_EXERCISE PROMPT_
Where in the records does the word "officer" appear? Copy each line that holds it.

Top of MATERIAL TO PROCESS

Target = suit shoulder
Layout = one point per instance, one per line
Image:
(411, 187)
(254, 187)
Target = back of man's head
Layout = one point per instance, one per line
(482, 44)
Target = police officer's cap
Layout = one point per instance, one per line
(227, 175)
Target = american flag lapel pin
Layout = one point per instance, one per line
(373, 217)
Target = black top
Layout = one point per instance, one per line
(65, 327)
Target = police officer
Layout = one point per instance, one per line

Bottom of MATERIAL TO PROCESS
Top of MATERIAL TO PROCESS

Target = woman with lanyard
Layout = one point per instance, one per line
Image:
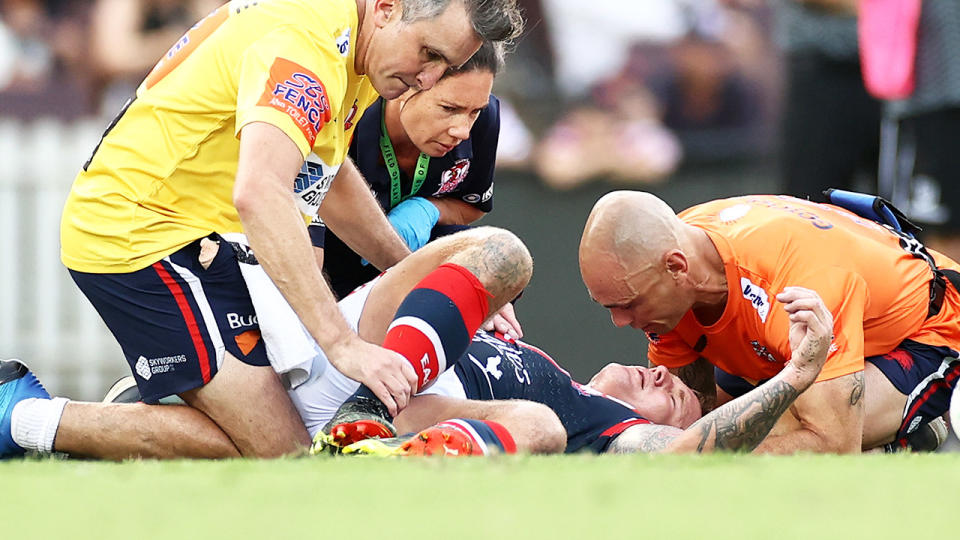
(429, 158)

Bottom of MATERIAL TO PROCESS

_ANSWER TO THE PROBLEM_
Target = police officer's cap
Target = police officer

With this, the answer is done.